__Stated problem__: Copy out every line of the listing below that contains the word "leaf".

__Records for this exercise__:
↓↓↓
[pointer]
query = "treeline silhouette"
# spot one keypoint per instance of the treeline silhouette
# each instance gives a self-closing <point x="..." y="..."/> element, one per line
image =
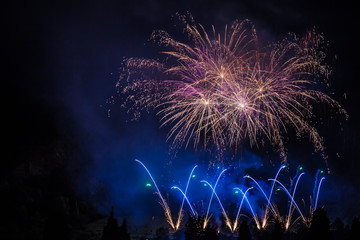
<point x="318" y="228"/>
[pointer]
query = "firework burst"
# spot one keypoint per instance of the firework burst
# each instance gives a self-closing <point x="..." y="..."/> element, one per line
<point x="224" y="88"/>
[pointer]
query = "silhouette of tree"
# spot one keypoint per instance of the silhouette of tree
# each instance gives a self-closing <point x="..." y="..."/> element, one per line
<point x="112" y="230"/>
<point x="320" y="225"/>
<point x="355" y="229"/>
<point x="123" y="231"/>
<point x="338" y="229"/>
<point x="244" y="231"/>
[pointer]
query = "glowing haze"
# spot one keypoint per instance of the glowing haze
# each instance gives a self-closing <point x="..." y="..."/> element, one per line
<point x="223" y="88"/>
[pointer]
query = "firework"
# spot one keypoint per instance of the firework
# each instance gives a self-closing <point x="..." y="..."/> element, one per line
<point x="224" y="88"/>
<point x="233" y="225"/>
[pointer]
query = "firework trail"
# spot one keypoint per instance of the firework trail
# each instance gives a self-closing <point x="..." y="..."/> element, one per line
<point x="227" y="220"/>
<point x="223" y="88"/>
<point x="187" y="200"/>
<point x="185" y="197"/>
<point x="233" y="225"/>
<point x="238" y="212"/>
<point x="270" y="195"/>
<point x="207" y="218"/>
<point x="163" y="202"/>
<point x="251" y="209"/>
<point x="292" y="197"/>
<point x="318" y="191"/>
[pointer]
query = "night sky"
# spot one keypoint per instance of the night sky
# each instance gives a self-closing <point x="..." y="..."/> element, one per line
<point x="62" y="60"/>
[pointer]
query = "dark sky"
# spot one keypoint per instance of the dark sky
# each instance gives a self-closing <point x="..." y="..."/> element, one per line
<point x="62" y="61"/>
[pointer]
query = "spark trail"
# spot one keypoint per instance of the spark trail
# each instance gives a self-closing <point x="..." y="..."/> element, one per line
<point x="221" y="89"/>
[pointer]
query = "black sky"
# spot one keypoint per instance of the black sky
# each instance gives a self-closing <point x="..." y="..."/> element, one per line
<point x="62" y="59"/>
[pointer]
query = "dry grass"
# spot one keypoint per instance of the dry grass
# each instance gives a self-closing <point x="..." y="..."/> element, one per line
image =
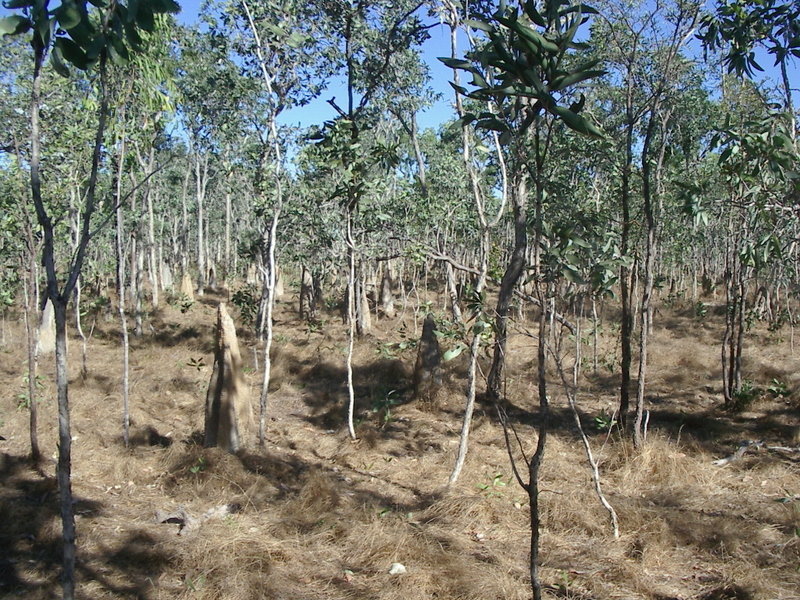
<point x="318" y="516"/>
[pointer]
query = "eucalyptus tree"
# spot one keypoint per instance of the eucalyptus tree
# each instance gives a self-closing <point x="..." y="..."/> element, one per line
<point x="366" y="36"/>
<point x="642" y="52"/>
<point x="282" y="63"/>
<point x="85" y="36"/>
<point x="212" y="97"/>
<point x="530" y="67"/>
<point x="738" y="27"/>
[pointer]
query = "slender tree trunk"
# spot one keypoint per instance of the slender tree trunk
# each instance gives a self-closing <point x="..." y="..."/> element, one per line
<point x="201" y="173"/>
<point x="513" y="272"/>
<point x="123" y="321"/>
<point x="638" y="433"/>
<point x="155" y="265"/>
<point x="626" y="331"/>
<point x="351" y="319"/>
<point x="30" y="309"/>
<point x="474" y="349"/>
<point x="184" y="243"/>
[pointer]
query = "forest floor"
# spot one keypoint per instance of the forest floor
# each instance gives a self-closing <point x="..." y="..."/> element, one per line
<point x="314" y="515"/>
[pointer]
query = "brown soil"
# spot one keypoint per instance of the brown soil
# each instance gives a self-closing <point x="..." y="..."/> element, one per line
<point x="314" y="515"/>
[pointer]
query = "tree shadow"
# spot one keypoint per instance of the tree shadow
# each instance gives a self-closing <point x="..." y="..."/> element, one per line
<point x="30" y="544"/>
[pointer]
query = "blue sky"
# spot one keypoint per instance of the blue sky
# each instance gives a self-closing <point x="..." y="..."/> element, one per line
<point x="319" y="111"/>
<point x="438" y="45"/>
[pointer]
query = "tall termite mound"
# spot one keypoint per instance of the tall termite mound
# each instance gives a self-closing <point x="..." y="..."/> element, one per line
<point x="227" y="402"/>
<point x="428" y="370"/>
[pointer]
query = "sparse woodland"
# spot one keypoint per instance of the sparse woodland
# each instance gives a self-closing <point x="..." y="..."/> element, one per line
<point x="545" y="350"/>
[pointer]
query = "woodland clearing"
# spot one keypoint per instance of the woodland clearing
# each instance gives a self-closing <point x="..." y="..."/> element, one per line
<point x="314" y="515"/>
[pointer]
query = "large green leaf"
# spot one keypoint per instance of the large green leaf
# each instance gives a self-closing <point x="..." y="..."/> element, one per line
<point x="14" y="4"/>
<point x="574" y="78"/>
<point x="457" y="63"/>
<point x="73" y="53"/>
<point x="480" y="25"/>
<point x="57" y="60"/>
<point x="68" y="15"/>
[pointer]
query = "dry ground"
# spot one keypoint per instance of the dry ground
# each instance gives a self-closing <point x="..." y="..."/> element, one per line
<point x="316" y="516"/>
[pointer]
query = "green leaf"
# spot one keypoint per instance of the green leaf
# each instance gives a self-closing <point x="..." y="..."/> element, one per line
<point x="14" y="4"/>
<point x="452" y="353"/>
<point x="58" y="62"/>
<point x="493" y="124"/>
<point x="571" y="274"/>
<point x="14" y="25"/>
<point x="145" y="18"/>
<point x="574" y="78"/>
<point x="576" y="122"/>
<point x="480" y="25"/>
<point x="73" y="53"/>
<point x="457" y="63"/>
<point x="68" y="15"/>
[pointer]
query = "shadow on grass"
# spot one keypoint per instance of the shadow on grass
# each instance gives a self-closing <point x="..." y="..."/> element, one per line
<point x="30" y="544"/>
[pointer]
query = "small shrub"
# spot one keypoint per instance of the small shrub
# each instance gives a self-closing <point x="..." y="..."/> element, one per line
<point x="743" y="398"/>
<point x="247" y="300"/>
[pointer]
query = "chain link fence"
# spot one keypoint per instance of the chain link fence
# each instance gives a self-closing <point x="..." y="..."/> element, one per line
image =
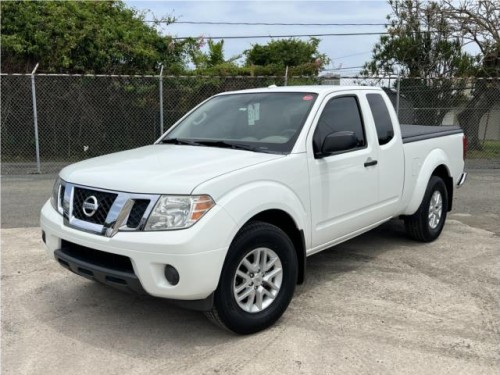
↑↑↑
__Written reply__:
query = "large green leaf"
# spot one keypoint per instance of the large green leaf
query = "green leaf"
# spot one keypoint per instance of the green leaf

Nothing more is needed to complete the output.